## Materials provided

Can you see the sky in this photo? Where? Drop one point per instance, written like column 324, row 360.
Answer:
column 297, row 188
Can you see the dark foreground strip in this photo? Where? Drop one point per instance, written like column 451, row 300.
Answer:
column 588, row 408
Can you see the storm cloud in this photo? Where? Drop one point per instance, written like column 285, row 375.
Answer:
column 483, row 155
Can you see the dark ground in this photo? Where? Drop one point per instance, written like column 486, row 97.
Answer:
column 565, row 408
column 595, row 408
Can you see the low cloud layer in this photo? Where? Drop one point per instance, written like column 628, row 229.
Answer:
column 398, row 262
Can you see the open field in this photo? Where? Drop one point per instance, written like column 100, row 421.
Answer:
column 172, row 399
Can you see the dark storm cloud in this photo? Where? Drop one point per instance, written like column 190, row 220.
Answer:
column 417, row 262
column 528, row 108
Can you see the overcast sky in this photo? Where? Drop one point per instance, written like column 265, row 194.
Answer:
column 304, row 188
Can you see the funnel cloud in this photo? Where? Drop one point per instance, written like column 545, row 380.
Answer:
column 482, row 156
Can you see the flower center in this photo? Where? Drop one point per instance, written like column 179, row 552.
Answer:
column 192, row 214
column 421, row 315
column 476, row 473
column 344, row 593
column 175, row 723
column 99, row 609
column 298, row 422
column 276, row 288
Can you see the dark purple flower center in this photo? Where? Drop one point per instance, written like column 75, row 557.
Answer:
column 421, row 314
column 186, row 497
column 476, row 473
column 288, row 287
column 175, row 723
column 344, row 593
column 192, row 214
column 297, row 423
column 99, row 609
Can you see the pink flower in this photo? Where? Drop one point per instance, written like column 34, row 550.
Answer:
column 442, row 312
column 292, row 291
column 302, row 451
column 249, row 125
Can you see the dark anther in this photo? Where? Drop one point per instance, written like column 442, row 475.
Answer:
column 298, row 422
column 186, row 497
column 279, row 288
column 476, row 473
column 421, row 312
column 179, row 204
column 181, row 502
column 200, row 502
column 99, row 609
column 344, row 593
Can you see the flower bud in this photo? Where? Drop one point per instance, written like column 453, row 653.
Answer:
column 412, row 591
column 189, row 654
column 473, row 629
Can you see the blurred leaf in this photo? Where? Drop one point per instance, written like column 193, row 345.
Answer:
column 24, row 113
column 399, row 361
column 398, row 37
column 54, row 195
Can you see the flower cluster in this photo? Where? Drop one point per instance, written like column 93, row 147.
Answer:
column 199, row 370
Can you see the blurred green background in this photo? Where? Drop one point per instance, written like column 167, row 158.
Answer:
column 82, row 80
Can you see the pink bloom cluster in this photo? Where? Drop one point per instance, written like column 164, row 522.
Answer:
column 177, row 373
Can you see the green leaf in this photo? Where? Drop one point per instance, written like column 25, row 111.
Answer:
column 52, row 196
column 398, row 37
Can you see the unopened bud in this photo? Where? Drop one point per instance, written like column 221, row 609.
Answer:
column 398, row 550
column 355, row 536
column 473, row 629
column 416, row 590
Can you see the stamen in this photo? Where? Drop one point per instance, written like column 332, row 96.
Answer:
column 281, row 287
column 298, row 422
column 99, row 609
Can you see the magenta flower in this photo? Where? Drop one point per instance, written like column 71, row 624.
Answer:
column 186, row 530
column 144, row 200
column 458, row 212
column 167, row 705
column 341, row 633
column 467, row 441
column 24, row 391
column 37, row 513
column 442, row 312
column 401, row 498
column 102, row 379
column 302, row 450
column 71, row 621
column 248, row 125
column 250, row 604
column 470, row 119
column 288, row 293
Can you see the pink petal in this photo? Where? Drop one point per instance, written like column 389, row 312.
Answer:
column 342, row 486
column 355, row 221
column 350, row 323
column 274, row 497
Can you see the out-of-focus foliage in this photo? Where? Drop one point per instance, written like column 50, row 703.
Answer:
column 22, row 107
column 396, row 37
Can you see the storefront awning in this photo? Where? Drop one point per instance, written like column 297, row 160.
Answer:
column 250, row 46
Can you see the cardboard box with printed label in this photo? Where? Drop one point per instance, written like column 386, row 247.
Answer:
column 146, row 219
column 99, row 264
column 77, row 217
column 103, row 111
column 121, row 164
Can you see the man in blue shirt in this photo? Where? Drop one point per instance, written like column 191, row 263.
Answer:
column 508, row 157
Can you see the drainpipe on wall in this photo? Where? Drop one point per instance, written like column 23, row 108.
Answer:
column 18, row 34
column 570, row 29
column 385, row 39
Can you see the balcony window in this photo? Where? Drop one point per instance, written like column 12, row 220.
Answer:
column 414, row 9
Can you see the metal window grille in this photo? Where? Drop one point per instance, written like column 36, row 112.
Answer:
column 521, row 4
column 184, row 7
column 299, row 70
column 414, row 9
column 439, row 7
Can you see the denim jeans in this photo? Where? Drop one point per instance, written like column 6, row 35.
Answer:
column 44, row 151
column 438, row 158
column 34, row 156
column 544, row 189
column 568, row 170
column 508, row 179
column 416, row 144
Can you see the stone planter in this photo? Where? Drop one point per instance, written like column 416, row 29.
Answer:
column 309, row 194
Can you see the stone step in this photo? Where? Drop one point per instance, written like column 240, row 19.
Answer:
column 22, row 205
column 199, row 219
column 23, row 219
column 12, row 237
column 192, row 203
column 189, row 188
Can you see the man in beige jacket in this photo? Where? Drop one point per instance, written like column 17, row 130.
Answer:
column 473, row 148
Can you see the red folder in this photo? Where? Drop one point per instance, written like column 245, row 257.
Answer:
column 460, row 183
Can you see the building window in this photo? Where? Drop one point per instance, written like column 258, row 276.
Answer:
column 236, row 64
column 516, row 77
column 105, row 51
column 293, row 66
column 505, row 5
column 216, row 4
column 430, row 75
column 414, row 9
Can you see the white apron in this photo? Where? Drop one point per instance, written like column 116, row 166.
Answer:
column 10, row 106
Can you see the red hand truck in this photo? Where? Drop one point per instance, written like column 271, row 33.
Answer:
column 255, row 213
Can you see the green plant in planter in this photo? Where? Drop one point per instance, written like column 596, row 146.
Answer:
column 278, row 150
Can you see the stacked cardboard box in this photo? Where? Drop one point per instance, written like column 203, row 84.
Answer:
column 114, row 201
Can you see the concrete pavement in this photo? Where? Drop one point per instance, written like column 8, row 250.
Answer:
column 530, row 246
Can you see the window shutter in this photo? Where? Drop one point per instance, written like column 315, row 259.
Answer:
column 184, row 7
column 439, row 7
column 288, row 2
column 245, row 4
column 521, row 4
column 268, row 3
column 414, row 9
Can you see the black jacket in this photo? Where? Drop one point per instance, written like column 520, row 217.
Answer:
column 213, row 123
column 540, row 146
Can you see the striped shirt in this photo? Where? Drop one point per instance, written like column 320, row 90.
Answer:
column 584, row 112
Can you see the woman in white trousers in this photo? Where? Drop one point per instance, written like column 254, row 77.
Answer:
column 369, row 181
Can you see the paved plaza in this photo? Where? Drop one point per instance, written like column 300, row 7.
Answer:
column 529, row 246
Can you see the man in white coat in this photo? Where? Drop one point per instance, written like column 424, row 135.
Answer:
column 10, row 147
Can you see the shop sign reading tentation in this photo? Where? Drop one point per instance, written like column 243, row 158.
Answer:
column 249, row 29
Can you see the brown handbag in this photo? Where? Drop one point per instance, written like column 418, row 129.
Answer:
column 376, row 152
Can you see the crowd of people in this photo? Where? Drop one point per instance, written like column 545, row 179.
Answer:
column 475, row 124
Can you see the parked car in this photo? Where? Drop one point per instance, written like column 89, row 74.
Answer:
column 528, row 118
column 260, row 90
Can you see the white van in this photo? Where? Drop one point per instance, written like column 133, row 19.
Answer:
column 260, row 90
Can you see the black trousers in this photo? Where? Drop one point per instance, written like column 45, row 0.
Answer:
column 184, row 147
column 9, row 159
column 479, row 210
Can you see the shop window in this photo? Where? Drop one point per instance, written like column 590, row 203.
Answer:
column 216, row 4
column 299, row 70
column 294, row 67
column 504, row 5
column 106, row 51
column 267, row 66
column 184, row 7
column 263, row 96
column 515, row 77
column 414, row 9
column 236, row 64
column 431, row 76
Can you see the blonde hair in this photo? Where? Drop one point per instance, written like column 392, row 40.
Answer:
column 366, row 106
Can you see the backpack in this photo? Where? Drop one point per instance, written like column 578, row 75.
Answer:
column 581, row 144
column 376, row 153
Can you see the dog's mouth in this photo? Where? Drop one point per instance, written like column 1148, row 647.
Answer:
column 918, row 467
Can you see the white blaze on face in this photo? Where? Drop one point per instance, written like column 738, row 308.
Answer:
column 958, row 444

## What is required
From the records above, repeat exactly the lines from the one with "Can you see the brown" through the one with "Can you see the shop window", both included.

## Solution to the problem
Can you see the brown handbag in this photo? Where? Drop one point per instance, written like column 418, row 129.
Answer:
column 376, row 152
Can you see the crowd of people in this photo? Where? Drop one point per instance, written like column 545, row 179.
Answer:
column 475, row 124
Can you see the parked car in this photo? Where? Drop one point per instance, written like column 89, row 74.
Answer:
column 528, row 118
column 260, row 90
Can you see the white van in this photo? Where? Drop one point per instance, written like column 133, row 19.
Answer:
column 260, row 90
Can you see the black trousers in this photo? Where? Drop one point per instance, written like column 45, row 0.
Answer:
column 184, row 147
column 9, row 159
column 479, row 210
Can you see the shop window in this photo? Where? Drop one point per instance, written like column 590, row 203.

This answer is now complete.